> [TASK DIRECTIONS]:
The entries are to be written out again with no differences.

INFORMATION SHOWN START

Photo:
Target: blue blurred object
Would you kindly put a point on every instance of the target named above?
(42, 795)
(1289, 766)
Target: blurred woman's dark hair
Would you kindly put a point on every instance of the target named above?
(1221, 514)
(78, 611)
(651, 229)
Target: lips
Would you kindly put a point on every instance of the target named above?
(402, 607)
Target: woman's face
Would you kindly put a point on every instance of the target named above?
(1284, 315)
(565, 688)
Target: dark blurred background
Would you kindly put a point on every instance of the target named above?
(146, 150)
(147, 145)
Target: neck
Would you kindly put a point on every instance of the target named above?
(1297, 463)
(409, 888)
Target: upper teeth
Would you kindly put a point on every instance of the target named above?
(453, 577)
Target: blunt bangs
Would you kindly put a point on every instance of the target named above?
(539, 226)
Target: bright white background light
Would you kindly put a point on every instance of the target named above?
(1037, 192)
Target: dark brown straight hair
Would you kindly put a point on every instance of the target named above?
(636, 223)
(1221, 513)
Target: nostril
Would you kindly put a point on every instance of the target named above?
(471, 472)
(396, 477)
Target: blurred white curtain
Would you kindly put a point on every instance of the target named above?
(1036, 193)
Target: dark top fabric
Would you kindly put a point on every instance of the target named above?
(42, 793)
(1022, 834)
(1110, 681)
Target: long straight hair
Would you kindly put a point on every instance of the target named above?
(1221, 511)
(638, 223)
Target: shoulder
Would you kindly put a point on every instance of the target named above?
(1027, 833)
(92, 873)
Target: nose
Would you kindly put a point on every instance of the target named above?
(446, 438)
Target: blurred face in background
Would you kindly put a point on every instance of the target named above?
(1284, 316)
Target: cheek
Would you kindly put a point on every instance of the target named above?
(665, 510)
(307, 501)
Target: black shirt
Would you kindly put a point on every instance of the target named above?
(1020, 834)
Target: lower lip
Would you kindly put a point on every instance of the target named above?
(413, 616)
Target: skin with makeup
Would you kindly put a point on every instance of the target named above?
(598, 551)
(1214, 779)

INFORMATION SHOWN END

> [EXERCISE RESULT]:
Photo:
Target: blue blurred object
Would you kindly put a point on every instance of the target named above?
(42, 795)
(1289, 766)
Target: blurred woman's dark hair
Would you kindly put a point on every instance of the target named above?
(1221, 514)
(78, 611)
(651, 229)
Target: lips
Would you kindly put a point on every instance of the target named above?
(402, 607)
Target: woman's face
Would you kindly put a point on every instance of the target named above?
(1284, 315)
(565, 688)
Target: dark blurred background
Would you kindly put a point on every instance of the target named above?
(146, 150)
(147, 145)
Target: neck
Would you kindly put a point on every instance of the target named above?
(1297, 463)
(409, 888)
Target: upper teeth
Would you kindly put a point on every instance of the target named above?
(453, 577)
Target: blunt bangs
Would you kindly put a point on every instance of the target named above?
(539, 226)
Target: bright white background light
Would you kindly put a point on every instance of the target named above?
(1037, 192)
Target: dark brown straight hair
Would you kindly put a point on every instance of the target named above?
(636, 223)
(1221, 513)
Target: nostril
Would you kindly put a point on every instance of the target named above?
(471, 472)
(396, 477)
Target: blurred white curtain
Would you kindly put a point on every instance of the target named above?
(1036, 193)
Target: dark top fabric
Would you kindly put a point on every instance of the target named above?
(42, 793)
(1022, 834)
(1110, 681)
Target: long straight hair
Would you kindly put a point on every instance of the target named above?
(1221, 511)
(638, 223)
Target: shoulder
Would you kindly put a point on every instance of the target named above?
(1027, 833)
(92, 873)
Target: nose
Would you kindly put a point on every instance of the target named above?
(446, 438)
Target: blurred face in background
Would you kindly put a point on every instance of the target named above?
(1284, 316)
Target: cheek
Would you kindly put a point on every instance of the target named above?
(665, 510)
(307, 501)
Target: black shirt
Would you kindly put a point on every instance of the target named above?
(1020, 834)
Target: lower lip
Would you kindly put a point on every instance of the target named above?
(413, 616)
Target: skin with makeup
Would you kindly put a point on every instance of the target named above?
(598, 551)
(1214, 779)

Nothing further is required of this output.